• **PROBLEM DESCRIPTION**
Locate the line that contains "like [244, 78].". Reproduce it and all following lines up to the end of the material, exactly and with nothing added.
Start of RECORDS FOR THIS EXERCISE
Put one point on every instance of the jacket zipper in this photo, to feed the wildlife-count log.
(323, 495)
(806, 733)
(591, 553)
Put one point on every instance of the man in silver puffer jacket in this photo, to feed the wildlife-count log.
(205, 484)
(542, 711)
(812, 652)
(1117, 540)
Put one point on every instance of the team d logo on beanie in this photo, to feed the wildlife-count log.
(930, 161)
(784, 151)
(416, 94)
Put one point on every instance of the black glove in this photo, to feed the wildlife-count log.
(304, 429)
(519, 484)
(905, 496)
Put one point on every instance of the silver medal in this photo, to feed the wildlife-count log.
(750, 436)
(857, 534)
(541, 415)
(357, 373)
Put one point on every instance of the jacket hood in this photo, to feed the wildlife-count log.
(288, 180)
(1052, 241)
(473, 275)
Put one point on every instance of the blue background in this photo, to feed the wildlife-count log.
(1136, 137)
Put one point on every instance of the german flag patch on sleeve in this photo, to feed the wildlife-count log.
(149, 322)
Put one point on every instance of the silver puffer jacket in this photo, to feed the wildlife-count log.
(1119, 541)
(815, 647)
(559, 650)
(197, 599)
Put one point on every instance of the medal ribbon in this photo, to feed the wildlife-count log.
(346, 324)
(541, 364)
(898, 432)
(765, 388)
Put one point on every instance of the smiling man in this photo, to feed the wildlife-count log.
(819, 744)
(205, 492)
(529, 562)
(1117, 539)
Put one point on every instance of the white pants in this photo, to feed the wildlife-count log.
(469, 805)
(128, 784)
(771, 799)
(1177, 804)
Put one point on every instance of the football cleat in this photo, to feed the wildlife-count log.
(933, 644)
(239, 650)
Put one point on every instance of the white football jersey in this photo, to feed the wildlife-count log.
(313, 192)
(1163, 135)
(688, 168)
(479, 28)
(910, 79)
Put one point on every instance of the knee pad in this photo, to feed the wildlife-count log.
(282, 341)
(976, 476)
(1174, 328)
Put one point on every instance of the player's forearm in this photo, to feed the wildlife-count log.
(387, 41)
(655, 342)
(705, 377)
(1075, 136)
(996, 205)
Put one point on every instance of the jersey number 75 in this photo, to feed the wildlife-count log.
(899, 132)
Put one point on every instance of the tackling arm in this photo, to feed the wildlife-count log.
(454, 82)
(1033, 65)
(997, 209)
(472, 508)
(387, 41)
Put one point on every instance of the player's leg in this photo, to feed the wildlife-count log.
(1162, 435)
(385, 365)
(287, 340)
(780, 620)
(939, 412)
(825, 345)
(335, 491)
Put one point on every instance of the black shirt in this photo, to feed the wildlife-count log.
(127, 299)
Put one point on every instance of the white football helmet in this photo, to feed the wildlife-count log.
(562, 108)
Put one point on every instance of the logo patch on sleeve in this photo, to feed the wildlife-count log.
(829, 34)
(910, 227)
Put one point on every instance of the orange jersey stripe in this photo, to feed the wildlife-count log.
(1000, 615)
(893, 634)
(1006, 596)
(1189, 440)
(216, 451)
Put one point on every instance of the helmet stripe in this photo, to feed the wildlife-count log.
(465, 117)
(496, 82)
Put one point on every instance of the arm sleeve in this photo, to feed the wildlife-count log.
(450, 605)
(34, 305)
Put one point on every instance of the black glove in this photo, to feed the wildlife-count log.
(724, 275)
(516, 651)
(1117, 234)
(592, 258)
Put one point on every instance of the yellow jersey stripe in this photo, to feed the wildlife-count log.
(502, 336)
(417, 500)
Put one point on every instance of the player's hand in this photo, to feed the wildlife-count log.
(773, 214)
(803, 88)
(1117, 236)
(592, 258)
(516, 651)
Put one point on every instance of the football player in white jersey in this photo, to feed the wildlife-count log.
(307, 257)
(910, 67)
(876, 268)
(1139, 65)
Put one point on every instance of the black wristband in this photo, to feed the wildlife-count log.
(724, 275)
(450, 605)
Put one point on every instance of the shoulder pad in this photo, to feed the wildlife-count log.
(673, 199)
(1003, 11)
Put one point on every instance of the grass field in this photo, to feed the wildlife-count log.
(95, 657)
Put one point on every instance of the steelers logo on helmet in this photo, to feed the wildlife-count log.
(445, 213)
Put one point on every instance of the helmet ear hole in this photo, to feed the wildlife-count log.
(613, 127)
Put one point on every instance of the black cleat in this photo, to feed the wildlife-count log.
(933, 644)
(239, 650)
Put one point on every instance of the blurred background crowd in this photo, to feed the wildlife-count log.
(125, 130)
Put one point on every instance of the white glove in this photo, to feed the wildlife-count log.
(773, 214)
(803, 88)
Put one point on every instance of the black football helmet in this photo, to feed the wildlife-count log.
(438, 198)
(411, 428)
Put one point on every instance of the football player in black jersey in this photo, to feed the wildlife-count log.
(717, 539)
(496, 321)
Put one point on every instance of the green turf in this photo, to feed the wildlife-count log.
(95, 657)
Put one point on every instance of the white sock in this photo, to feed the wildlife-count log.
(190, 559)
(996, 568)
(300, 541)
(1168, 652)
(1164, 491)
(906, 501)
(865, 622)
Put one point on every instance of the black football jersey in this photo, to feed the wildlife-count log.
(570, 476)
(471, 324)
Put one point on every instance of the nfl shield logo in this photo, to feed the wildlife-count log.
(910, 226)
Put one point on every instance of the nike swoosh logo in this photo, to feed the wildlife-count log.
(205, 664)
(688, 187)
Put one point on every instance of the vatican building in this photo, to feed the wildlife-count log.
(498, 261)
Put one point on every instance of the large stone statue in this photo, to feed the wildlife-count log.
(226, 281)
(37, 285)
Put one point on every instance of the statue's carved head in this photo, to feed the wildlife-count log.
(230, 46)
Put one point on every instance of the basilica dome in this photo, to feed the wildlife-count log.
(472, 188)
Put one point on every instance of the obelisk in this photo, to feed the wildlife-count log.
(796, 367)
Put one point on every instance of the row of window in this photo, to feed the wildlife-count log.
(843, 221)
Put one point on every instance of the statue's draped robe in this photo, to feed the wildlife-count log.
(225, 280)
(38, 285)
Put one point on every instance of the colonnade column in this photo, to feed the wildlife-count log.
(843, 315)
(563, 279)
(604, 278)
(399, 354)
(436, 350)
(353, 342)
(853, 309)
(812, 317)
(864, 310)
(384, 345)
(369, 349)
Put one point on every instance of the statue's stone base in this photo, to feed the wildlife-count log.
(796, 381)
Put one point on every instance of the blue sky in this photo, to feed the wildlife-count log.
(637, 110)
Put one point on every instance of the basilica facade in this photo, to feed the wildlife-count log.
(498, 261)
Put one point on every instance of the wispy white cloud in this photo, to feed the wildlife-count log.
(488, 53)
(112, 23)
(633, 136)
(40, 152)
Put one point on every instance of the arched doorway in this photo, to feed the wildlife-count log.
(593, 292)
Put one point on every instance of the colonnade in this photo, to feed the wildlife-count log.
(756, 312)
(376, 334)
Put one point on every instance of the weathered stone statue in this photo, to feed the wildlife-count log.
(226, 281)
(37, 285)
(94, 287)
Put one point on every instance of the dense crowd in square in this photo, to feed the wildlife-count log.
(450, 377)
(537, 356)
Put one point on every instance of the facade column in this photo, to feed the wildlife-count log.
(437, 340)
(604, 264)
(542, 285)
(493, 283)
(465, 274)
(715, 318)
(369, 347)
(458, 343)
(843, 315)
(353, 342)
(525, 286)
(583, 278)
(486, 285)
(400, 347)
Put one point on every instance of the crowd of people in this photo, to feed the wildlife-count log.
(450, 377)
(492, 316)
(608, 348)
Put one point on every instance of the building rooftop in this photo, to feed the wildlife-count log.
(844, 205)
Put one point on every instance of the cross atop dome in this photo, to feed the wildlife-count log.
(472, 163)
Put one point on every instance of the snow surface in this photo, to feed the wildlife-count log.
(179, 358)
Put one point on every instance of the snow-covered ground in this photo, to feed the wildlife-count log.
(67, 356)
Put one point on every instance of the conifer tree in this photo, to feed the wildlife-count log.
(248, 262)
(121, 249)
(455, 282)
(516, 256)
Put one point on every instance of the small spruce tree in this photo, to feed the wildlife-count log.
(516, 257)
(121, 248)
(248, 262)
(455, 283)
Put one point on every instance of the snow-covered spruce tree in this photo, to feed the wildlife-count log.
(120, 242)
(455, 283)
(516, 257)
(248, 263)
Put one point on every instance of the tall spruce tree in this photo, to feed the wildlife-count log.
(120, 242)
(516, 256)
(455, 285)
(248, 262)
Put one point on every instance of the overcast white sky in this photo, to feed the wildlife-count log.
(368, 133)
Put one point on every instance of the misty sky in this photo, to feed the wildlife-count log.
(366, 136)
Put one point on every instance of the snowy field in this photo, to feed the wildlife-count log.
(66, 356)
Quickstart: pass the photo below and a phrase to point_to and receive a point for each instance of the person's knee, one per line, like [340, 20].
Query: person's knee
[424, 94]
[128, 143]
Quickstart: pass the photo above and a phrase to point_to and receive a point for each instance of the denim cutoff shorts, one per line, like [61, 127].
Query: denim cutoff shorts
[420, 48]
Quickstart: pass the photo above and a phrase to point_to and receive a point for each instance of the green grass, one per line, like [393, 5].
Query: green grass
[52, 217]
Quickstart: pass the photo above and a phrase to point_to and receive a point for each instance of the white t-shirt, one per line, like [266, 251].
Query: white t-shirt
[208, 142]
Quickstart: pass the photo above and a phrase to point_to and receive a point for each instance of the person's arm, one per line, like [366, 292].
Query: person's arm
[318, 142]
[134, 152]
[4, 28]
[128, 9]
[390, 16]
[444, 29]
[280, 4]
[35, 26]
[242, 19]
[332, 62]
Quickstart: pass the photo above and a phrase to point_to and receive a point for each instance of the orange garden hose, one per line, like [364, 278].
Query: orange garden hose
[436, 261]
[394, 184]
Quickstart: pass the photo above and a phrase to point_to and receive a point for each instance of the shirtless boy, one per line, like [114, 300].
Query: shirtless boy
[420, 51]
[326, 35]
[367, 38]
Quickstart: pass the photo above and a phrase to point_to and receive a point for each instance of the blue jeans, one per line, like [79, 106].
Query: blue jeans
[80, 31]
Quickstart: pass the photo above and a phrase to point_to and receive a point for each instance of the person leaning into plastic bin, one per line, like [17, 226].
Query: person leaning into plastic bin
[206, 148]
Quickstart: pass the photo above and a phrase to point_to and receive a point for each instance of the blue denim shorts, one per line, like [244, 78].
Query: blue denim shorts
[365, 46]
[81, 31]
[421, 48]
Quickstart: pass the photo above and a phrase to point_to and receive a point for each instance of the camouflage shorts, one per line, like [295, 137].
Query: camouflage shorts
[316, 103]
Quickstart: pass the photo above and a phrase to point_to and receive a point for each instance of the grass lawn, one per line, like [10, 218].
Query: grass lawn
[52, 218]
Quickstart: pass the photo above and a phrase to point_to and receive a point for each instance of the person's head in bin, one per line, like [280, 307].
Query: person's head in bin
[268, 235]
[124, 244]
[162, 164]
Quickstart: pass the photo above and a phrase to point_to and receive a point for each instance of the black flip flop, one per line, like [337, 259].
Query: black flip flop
End of RECORDS FOR THIS EXERCISE
• **RESULT BELOW**
Quickstart: pass the photo above and a phrase to point_to and receive a point for each instance of the blue denim shorts, one per line, like [244, 78].
Query: blue denim shorts
[365, 46]
[81, 31]
[421, 48]
Quickstart: pass the photo above and a phrase to point_to and receive a point for each instance of the camouflage shorts, one per line, like [295, 137].
Query: camouflage shorts
[316, 103]
Quickstart: pass the photo above and a phrase to point_to and receive a point for each instance of the grass lawn, one per line, like [10, 218].
Query: grass lawn
[52, 218]
Quickstart: pass the photo above and a phrase to point_to and receive a point for each instance of the person's head in bin, one per line, like [280, 307].
Query: person's head in bin
[268, 235]
[124, 244]
[162, 164]
Quickstart: pass the photo above and a phrase to point_to and receive a point for each instance of the black flip flop, one per line, like [337, 259].
Query: black flip flop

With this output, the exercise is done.